Data supplied
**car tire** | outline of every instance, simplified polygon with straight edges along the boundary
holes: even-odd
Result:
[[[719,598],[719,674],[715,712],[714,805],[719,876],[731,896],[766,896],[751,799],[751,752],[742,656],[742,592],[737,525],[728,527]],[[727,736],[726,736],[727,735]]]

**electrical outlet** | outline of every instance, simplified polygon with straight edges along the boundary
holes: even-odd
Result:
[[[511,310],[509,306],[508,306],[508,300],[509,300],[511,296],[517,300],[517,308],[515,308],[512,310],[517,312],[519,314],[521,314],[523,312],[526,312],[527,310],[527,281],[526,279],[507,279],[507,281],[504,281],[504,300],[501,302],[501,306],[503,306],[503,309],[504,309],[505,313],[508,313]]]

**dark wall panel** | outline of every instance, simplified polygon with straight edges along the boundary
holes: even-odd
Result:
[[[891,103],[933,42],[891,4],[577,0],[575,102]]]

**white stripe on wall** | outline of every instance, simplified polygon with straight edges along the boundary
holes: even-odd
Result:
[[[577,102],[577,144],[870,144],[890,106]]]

==

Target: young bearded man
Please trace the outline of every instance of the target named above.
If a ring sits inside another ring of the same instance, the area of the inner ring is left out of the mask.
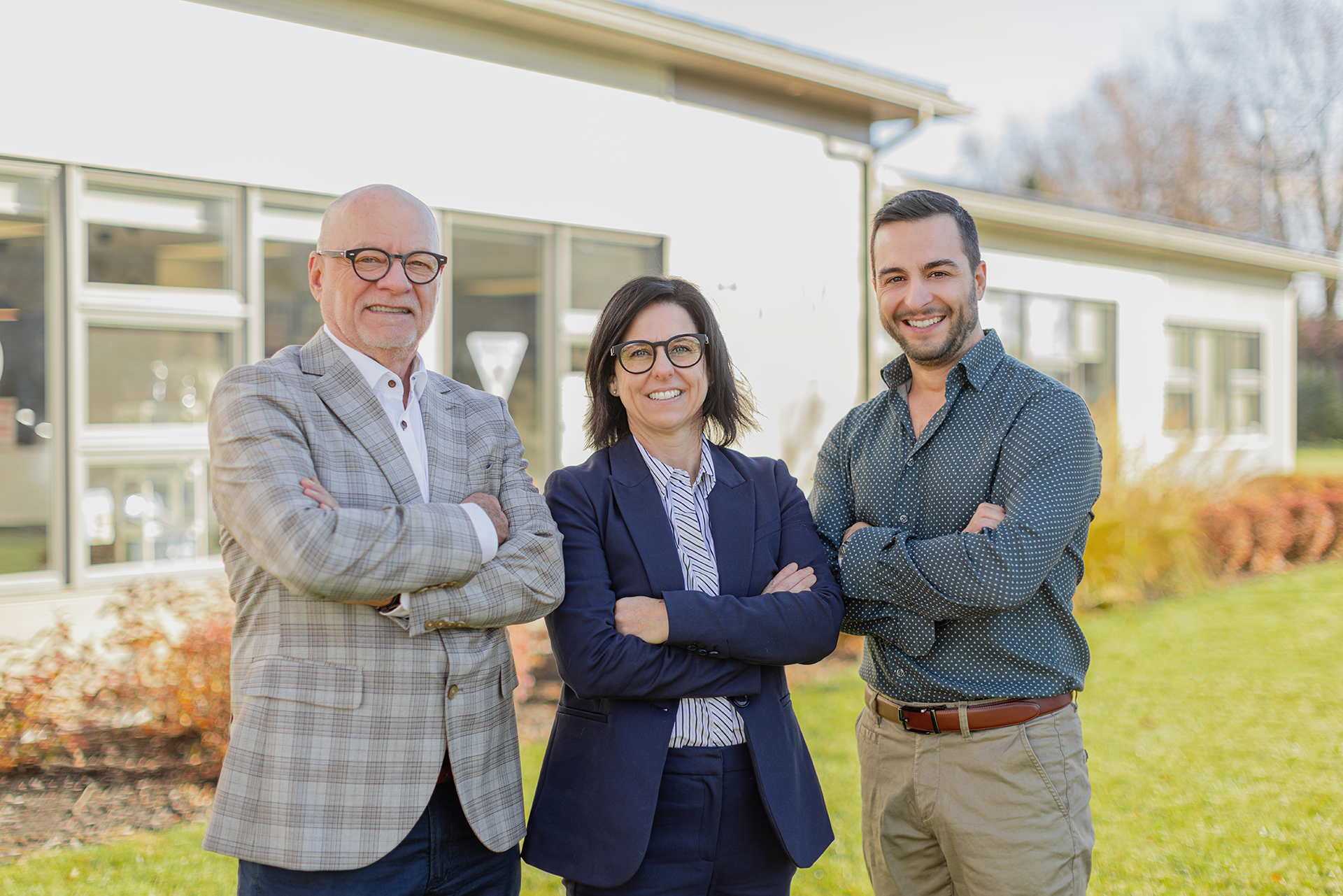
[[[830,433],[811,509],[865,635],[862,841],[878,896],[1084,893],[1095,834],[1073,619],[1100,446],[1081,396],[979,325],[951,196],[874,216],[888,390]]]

What is asked
Rescale the part of the listing that begins at the line containing "wall panel** |" and runs through the line containing "[[[577,102],[577,144],[870,144],[890,106]]]", both lines included. Write those lines out again with their requests, multiplying every coordinate in the answers by 2.2 and rounding each result to a whole number, with halves rounded up.

Written response
**dark wall panel** | outline of every instance, simplified polygon with straight edges along the boundary
holes: even-odd
Result:
[[[1960,227],[2053,92],[1960,9],[1269,0],[1265,224]]]

**white stripe on wall** | outline of every instance, simplified polygon with straight edges along the boundary
holes: even-odd
Result:
[[[1269,224],[1269,317],[1914,317],[1958,233]]]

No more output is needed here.